+++ Supplied information +++

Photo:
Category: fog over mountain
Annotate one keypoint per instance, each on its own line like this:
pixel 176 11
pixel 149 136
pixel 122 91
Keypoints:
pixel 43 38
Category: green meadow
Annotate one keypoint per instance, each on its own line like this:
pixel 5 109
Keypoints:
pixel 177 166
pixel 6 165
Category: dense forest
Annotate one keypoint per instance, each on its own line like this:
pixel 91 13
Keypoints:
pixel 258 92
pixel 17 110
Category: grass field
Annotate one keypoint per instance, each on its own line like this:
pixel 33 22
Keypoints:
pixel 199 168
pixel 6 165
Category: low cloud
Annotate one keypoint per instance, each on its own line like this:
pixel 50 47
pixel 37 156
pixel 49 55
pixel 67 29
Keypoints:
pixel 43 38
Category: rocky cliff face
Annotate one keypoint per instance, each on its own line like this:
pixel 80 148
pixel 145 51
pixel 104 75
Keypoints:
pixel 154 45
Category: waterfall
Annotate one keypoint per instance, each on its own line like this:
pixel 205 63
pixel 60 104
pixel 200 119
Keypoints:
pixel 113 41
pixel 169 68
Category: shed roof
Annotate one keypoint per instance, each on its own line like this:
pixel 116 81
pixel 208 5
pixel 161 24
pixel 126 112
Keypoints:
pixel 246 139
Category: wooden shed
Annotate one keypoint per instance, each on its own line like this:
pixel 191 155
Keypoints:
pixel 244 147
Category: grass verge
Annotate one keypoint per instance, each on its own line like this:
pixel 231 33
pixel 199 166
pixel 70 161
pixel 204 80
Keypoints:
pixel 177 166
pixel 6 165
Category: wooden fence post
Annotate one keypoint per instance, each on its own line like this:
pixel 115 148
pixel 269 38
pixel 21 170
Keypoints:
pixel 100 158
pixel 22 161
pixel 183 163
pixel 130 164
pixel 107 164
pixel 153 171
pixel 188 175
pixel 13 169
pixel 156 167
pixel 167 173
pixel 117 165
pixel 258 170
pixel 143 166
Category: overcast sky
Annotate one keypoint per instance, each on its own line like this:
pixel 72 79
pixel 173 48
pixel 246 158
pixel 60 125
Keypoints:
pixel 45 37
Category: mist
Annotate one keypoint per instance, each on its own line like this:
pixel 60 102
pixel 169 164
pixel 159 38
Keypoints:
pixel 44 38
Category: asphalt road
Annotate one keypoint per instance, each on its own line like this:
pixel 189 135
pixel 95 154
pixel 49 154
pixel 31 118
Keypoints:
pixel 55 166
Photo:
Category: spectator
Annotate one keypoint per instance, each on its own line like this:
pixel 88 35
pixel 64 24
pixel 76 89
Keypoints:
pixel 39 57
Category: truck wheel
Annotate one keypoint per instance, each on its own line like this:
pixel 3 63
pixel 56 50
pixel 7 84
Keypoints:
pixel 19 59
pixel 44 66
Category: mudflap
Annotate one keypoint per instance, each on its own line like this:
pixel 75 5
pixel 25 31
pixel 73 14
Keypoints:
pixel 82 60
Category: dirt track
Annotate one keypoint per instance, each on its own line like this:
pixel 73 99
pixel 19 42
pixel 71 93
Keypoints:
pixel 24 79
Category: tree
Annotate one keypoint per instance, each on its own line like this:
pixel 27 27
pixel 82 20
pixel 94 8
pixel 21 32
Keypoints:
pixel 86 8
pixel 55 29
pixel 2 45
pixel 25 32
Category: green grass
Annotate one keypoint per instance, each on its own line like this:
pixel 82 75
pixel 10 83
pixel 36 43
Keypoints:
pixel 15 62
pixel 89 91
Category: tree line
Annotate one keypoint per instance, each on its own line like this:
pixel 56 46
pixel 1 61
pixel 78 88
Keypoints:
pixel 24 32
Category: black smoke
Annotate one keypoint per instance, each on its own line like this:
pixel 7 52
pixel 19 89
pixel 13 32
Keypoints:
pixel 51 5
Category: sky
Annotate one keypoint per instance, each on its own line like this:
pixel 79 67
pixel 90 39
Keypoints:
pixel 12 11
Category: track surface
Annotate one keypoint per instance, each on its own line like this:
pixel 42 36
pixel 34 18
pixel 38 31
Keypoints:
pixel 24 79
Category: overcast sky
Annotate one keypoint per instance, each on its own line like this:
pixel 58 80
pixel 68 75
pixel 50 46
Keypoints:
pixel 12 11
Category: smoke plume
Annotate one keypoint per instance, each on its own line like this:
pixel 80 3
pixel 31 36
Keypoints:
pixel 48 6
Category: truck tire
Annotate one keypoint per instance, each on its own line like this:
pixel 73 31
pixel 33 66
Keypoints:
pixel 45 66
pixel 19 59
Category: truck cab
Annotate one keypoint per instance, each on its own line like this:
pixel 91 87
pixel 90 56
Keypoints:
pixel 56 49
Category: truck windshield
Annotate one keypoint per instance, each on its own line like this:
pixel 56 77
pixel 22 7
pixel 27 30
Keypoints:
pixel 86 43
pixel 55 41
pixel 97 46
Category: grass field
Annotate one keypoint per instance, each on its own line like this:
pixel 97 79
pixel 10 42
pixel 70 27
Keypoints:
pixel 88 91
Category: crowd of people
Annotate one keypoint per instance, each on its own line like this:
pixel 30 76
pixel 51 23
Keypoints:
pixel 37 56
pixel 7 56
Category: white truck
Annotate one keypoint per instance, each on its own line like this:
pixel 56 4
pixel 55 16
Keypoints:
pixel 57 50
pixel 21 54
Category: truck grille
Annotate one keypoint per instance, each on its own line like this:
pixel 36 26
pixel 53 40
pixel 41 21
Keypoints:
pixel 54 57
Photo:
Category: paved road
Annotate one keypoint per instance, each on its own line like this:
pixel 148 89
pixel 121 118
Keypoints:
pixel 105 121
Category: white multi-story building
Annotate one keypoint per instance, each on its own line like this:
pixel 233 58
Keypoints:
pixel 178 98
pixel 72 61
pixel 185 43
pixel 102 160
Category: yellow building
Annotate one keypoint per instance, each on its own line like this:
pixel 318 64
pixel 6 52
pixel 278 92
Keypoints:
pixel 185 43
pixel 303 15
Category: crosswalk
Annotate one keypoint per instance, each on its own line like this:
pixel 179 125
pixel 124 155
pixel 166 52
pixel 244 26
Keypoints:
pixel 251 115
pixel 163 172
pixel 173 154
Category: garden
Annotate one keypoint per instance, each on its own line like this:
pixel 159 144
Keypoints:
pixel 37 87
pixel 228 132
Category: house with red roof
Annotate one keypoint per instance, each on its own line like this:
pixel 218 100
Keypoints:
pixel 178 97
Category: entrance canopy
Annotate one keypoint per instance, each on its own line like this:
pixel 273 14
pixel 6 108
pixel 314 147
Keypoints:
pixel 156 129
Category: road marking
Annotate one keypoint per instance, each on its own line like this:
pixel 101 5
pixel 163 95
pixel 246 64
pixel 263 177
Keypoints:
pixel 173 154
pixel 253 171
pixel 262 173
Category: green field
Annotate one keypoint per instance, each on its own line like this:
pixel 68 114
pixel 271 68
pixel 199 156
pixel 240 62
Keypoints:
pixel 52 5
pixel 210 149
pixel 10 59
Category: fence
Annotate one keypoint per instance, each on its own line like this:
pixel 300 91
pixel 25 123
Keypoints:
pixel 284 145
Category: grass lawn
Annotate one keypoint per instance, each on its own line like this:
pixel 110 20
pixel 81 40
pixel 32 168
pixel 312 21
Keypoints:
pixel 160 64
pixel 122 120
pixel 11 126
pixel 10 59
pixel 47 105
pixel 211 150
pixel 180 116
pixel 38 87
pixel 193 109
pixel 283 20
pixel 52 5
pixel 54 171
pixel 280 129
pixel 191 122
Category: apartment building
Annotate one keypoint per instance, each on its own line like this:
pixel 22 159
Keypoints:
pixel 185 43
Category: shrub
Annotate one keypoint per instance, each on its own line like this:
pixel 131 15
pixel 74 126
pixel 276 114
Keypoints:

+++

**To do**
All of the records above are to be set down again exactly.

**Your response**
Photo:
Category: fog over mountain
Annotate one keypoint per instance, each on its own line like this:
pixel 176 11
pixel 149 136
pixel 122 91
Keypoints:
pixel 43 38
Category: green meadow
Annotate one keypoint per instance, each on its own line like this:
pixel 5 109
Keypoints:
pixel 177 166
pixel 6 165
Category: dense forest
Annotate one keypoint per instance, each on its own line like this:
pixel 91 13
Keypoints:
pixel 258 92
pixel 17 110
Category: grass field
Annotate one keypoint per instance, each on its own line like this:
pixel 33 22
Keypoints:
pixel 199 168
pixel 6 165
Category: low cloud
Annotate one keypoint per instance, each on its own line like this:
pixel 50 47
pixel 37 156
pixel 49 55
pixel 67 29
Keypoints:
pixel 43 38
Category: rocky cliff face
Annotate one keypoint per instance, each on its own line like this:
pixel 80 148
pixel 145 51
pixel 104 75
Keypoints:
pixel 154 45
Category: waterfall
Annotate one keypoint per instance, each on its own line like this:
pixel 205 63
pixel 60 104
pixel 200 119
Keypoints:
pixel 113 41
pixel 169 68
Category: shed roof
Annotate one keypoint per instance, each on its own line like this:
pixel 116 81
pixel 208 5
pixel 161 24
pixel 126 112
Keypoints:
pixel 246 139
Category: wooden shed
Annotate one keypoint per instance, each on its own line like this:
pixel 191 155
Keypoints:
pixel 244 147
Category: grass verge
Annotate one keypoint per instance, each on its own line like this:
pixel 231 33
pixel 199 166
pixel 70 161
pixel 204 80
Keypoints:
pixel 177 166
pixel 6 165
Category: wooden fence post
Annotate one keypoint per instance, each on its own line like this:
pixel 115 148
pixel 269 38
pixel 21 170
Keypoints:
pixel 100 158
pixel 22 161
pixel 183 163
pixel 130 164
pixel 107 164
pixel 153 171
pixel 188 175
pixel 13 169
pixel 156 167
pixel 167 173
pixel 117 165
pixel 258 170
pixel 143 166
Category: overcast sky
Annotate one keypoint per instance, each on its own line like this:
pixel 72 79
pixel 173 48
pixel 246 158
pixel 60 125
Keypoints:
pixel 45 37
Category: mist
Annotate one keypoint per instance, each on its own line like this:
pixel 60 102
pixel 169 164
pixel 159 38
Keypoints:
pixel 44 38
Category: asphalt road
Annotate one keypoint per instance, each on its own line like this:
pixel 189 135
pixel 95 154
pixel 49 154
pixel 31 118
Keypoints:
pixel 55 166
Photo:
Category: spectator
Annotate one keypoint per instance, each on its own line like this:
pixel 88 35
pixel 64 24
pixel 76 89
Keypoints:
pixel 39 57
Category: truck wheel
Annotate one keypoint per instance, each on its own line like this:
pixel 3 63
pixel 56 50
pixel 7 84
Keypoints:
pixel 19 59
pixel 44 66
Category: mudflap
Annotate one keypoint per instance, each on its own line like this:
pixel 75 5
pixel 25 31
pixel 73 14
Keypoints:
pixel 82 60
Category: dirt track
Annotate one keypoint per instance, each on its own line like this:
pixel 73 99
pixel 19 42
pixel 71 93
Keypoints:
pixel 24 79
Category: tree
Annotate one keypoint per instance, each on its own line like this:
pixel 27 27
pixel 82 20
pixel 94 8
pixel 21 32
Keypoints:
pixel 86 8
pixel 55 29
pixel 2 45
pixel 25 32
Category: green grass
Annotate one keypoint per instance, each on its own line like this:
pixel 82 75
pixel 10 83
pixel 36 43
Keypoints:
pixel 15 62
pixel 89 91
Category: tree line
Annotate one keypoint per instance, each on its own line like this:
pixel 56 46
pixel 1 61
pixel 78 88
Keypoints:
pixel 24 32
Category: black smoke
Annotate one keypoint per instance, each on its own line like this:
pixel 7 52
pixel 19 89
pixel 13 32
Keypoints:
pixel 51 5
Category: sky
Annotate one keypoint per instance, each on its own line like this:
pixel 79 67
pixel 90 39
Keypoints:
pixel 12 11
Category: track surface
Annotate one keypoint per instance, each on its own line like this:
pixel 42 36
pixel 34 18
pixel 38 31
Keypoints:
pixel 24 79
Category: overcast sky
Annotate one keypoint per instance, each on its own line like this:
pixel 58 80
pixel 68 75
pixel 50 46
Keypoints:
pixel 12 11
Category: smoke plume
Annotate one keypoint per instance, each on its own line like this:
pixel 80 3
pixel 31 36
Keypoints:
pixel 48 6
Category: truck tire
Annotate one keypoint per instance, each on its own line like this:
pixel 73 31
pixel 33 66
Keypoints:
pixel 45 66
pixel 19 59
Category: truck cab
Annotate one keypoint per instance, each on its own line like this:
pixel 91 87
pixel 90 56
Keypoints:
pixel 56 49
Category: truck windshield
Annotate one keypoint per instance, each on its own line like this:
pixel 56 77
pixel 22 7
pixel 27 30
Keypoints:
pixel 86 43
pixel 55 41
pixel 97 46
Category: grass field
Annotate one keypoint per instance, each on its own line like this:
pixel 97 79
pixel 10 42
pixel 70 27
Keypoints:
pixel 88 91
Category: crowd of people
Annotate one keypoint per instance, each on its own line like this:
pixel 30 76
pixel 51 23
Keypoints:
pixel 37 56
pixel 7 56
Category: white truck
Annotate one keypoint per instance, each on its own line like this:
pixel 56 4
pixel 55 16
Keypoints:
pixel 57 50
pixel 21 54
Category: truck grille
Annotate one keypoint per instance, each on its own line like this:
pixel 36 26
pixel 53 40
pixel 41 21
Keypoints:
pixel 54 57
Photo:
Category: paved road
Annotate one keypoint per instance, each on its own line like this:
pixel 148 89
pixel 121 118
Keypoints:
pixel 105 121
Category: white multi-story building
Annotate one keypoint per instance, each on its own line like this:
pixel 233 58
Keypoints:
pixel 178 98
pixel 72 61
pixel 185 43
pixel 102 160
Category: yellow building
Annotate one keypoint per instance, each on its own line like this:
pixel 318 64
pixel 6 52
pixel 278 92
Keypoints:
pixel 185 43
pixel 303 15
Category: crosswalk
Annotate one keypoint per instance, each on its own line like this:
pixel 179 125
pixel 124 155
pixel 166 52
pixel 244 26
Keypoints:
pixel 251 115
pixel 163 172
pixel 173 154
Category: garden
Annotate one keypoint per instance, each on its own line like this:
pixel 159 144
Keypoints:
pixel 37 87
pixel 228 132
Category: house with red roof
Annotate one keypoint per instance, each on its own line like this:
pixel 218 100
Keypoints:
pixel 178 97
Category: entrance canopy
Annotate one keypoint per instance, each on its own line like this:
pixel 273 14
pixel 6 108
pixel 314 147
Keypoints:
pixel 156 129
Category: road marking
Annotate one keypoint per instance, each on its own line like this:
pixel 101 5
pixel 163 95
pixel 246 64
pixel 263 177
Keypoints:
pixel 173 154
pixel 253 171
pixel 262 173
Category: green field
Annotate one keypoint per instance, each on its own line like this:
pixel 68 114
pixel 271 68
pixel 199 156
pixel 240 62
Keypoints:
pixel 52 5
pixel 210 149
pixel 10 59
Category: fence
Annotate one keypoint per instance, each on its own line like this:
pixel 300 91
pixel 25 123
Keypoints:
pixel 284 145
Category: grass lawn
Annotate one keypoint per instance, each on its own line like this:
pixel 110 20
pixel 81 40
pixel 32 168
pixel 312 21
Keypoints:
pixel 160 64
pixel 122 120
pixel 11 126
pixel 10 59
pixel 47 105
pixel 211 150
pixel 180 116
pixel 38 87
pixel 193 109
pixel 283 20
pixel 52 5
pixel 54 171
pixel 280 129
pixel 191 122
Category: apartment building
Annotate one keypoint per instance, each on its own line like this:
pixel 22 159
Keypoints:
pixel 185 43
Category: shrub
Annotate one keypoint per instance, each on its own line like this:
pixel 131 15
pixel 74 126
pixel 276 114
Keypoints:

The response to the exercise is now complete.